Records>
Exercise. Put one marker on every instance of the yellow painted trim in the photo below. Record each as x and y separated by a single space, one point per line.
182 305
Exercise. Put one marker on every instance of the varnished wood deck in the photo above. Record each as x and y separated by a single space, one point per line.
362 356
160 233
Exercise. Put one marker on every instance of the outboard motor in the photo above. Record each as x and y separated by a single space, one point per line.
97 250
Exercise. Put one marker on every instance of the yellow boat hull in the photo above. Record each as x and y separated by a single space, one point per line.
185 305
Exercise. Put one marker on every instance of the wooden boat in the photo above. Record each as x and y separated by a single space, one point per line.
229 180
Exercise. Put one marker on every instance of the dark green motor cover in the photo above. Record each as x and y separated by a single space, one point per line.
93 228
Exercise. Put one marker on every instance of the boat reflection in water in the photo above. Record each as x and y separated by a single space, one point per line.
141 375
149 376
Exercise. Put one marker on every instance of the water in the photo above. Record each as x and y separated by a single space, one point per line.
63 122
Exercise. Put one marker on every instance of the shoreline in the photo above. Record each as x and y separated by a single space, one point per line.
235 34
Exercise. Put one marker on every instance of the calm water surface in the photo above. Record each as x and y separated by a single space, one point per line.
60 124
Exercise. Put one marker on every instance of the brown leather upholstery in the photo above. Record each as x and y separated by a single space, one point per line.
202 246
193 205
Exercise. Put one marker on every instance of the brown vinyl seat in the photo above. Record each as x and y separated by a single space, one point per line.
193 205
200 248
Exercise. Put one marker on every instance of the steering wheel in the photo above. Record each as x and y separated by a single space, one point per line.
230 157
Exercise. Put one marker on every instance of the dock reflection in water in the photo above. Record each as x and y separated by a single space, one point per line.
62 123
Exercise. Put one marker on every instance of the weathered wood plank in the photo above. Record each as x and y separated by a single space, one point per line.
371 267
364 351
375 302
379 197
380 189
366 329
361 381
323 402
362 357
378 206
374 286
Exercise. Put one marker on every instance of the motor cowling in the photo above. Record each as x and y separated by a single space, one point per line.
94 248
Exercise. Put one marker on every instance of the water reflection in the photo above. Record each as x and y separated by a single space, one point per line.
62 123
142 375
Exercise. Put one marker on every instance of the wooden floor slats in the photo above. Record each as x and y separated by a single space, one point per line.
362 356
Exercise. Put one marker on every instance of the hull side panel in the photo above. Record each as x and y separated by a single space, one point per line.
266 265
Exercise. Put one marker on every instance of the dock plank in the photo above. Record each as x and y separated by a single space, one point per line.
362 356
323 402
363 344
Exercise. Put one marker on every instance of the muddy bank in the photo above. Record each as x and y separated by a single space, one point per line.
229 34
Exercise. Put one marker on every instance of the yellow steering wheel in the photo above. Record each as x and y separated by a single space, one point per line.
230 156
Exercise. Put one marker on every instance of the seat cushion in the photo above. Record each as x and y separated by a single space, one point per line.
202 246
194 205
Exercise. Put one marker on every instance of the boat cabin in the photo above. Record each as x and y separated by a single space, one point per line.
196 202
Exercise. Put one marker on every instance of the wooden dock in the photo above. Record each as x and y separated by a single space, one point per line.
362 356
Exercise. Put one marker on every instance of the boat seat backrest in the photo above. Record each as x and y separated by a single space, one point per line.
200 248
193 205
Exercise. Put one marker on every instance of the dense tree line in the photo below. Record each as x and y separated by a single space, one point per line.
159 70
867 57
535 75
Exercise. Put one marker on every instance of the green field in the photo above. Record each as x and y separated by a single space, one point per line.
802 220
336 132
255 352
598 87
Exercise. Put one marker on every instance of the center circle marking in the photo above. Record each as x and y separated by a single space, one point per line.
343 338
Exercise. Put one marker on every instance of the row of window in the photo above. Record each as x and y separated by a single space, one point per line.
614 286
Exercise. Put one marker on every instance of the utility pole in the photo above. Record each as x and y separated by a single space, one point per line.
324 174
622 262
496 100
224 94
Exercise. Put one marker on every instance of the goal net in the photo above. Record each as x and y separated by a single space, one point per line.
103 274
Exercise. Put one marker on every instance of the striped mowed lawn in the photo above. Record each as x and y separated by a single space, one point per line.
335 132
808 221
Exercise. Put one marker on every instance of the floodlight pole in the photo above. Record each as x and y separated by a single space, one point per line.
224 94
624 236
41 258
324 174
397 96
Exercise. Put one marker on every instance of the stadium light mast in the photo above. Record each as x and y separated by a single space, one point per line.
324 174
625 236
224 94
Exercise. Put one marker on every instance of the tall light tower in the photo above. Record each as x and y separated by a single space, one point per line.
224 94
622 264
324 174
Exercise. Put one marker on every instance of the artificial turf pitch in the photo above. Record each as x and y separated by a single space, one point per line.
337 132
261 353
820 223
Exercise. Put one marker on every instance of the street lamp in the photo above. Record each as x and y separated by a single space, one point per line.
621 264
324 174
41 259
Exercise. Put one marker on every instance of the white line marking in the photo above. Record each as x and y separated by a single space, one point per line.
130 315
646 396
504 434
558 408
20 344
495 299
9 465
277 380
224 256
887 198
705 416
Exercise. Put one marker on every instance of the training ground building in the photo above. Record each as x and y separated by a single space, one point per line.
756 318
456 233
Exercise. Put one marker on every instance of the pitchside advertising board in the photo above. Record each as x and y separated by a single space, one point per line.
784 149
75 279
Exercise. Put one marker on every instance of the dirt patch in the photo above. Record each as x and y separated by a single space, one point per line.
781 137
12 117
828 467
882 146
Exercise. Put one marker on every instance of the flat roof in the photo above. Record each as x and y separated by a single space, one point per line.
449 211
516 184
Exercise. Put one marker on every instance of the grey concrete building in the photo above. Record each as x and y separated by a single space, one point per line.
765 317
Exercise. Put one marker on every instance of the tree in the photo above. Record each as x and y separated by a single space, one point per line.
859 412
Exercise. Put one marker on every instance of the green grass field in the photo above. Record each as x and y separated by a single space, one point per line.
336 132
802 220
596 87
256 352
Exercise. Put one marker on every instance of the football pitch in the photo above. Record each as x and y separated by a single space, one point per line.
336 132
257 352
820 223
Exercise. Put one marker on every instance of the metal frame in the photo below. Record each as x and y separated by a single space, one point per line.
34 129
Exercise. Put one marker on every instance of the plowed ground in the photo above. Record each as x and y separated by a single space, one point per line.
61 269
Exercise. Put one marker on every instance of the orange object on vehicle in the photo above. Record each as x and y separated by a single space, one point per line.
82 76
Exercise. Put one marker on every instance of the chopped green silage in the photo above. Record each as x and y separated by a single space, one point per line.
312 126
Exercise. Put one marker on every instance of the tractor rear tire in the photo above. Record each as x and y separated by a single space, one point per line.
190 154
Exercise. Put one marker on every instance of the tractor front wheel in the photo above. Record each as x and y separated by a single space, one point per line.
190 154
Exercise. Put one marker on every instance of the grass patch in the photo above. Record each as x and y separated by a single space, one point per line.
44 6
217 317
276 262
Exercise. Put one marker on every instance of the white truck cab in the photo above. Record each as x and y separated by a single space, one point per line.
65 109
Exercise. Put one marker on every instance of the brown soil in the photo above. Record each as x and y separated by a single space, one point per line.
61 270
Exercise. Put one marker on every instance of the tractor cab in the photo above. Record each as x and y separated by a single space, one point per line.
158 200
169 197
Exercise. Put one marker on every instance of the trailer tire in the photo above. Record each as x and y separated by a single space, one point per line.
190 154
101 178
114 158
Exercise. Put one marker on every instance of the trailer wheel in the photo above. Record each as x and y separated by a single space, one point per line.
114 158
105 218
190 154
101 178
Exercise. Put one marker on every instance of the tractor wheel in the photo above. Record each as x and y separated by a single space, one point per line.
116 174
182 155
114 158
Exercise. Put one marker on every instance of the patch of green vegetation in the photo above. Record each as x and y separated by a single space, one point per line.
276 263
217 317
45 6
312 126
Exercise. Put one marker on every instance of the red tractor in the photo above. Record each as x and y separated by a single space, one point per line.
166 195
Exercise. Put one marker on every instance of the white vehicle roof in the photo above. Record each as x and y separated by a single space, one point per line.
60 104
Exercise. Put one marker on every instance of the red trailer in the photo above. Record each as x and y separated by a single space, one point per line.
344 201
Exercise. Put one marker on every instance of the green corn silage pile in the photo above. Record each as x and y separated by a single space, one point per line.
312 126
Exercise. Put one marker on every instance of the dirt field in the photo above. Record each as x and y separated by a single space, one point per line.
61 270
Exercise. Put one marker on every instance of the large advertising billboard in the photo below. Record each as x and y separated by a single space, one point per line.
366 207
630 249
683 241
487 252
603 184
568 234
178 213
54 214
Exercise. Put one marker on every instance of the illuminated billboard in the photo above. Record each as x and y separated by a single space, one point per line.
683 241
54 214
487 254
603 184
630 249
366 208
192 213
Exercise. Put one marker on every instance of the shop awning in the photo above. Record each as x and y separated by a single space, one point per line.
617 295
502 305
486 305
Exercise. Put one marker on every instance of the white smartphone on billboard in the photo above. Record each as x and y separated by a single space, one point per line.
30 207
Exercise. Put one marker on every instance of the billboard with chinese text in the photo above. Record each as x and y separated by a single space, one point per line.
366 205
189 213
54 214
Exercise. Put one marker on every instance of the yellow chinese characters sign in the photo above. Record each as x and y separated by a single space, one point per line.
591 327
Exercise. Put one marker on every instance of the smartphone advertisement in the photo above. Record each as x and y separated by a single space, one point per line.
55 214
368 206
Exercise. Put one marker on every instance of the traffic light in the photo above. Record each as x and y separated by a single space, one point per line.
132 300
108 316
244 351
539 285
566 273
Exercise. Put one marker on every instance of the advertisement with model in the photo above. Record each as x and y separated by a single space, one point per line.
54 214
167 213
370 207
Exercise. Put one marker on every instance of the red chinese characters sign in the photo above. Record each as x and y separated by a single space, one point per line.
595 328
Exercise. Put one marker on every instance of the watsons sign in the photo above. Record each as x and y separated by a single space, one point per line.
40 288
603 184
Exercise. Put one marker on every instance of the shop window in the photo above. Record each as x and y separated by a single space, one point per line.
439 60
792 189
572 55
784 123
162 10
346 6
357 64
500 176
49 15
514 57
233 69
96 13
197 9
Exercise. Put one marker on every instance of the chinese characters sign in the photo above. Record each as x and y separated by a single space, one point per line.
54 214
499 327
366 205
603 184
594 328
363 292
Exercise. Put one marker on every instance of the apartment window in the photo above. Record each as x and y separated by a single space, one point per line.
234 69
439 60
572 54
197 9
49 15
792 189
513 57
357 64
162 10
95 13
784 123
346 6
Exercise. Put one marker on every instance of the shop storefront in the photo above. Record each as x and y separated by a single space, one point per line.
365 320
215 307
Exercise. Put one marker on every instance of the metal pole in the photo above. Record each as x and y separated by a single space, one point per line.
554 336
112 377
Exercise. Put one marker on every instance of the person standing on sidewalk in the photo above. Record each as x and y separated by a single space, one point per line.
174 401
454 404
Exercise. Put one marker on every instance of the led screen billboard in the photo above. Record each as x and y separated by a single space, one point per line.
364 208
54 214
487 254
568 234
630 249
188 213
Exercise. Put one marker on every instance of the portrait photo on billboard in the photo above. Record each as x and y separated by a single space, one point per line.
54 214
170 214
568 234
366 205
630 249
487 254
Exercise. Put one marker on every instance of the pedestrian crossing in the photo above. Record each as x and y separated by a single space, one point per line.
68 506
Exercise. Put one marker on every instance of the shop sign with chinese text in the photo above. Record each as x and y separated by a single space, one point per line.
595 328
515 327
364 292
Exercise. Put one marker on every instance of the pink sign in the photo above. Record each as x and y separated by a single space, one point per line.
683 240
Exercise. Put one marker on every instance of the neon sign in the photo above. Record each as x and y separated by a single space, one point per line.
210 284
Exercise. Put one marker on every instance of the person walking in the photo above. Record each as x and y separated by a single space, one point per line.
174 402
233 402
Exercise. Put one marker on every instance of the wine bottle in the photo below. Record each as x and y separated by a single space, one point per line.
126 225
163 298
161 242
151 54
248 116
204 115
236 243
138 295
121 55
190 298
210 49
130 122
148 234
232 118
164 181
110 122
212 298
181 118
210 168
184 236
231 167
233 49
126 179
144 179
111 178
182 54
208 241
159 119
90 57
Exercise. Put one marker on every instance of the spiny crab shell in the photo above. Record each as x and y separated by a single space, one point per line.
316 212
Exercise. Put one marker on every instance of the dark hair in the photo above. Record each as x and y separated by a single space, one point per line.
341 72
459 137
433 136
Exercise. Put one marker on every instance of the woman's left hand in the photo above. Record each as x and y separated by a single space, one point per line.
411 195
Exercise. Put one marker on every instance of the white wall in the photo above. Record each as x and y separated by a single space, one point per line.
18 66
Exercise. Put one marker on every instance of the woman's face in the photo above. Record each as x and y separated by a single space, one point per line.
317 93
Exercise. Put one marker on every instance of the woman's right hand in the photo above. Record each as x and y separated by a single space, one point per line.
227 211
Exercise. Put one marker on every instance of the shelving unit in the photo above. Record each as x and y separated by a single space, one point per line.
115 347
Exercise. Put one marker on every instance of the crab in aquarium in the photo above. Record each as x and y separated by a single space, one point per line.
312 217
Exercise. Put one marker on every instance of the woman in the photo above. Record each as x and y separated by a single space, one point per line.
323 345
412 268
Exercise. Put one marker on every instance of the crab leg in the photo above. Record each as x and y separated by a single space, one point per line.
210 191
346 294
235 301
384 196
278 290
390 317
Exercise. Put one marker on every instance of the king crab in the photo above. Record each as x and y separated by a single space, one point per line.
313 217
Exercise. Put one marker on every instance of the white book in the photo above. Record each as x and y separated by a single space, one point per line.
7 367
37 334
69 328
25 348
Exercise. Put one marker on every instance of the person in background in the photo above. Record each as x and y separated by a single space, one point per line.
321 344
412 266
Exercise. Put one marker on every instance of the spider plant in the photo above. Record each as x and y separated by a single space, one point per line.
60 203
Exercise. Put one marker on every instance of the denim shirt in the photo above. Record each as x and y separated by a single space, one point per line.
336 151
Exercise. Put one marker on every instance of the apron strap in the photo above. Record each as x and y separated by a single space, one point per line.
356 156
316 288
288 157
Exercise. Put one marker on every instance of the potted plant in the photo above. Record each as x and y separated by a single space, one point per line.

Work to be completed>
Rescale everything from the line containing "Exercise. Put one marker on every instance of the apron" down through the end of the entries above by writing out all those lines again, requests included. Multiply each x and y coordinate in the answers by 2.15 and round to whole numbers, rounding halves up.

Exercise response>
Exercise. Put one marker on every instance of the apron strap in the photo above. Record each as x and y separated by a single space, one point per line.
765 335
679 619
619 338
Exercise. Put one marker on every instance of the potted plant in the photo above. Record each as x and y separated by a single space, one point per line.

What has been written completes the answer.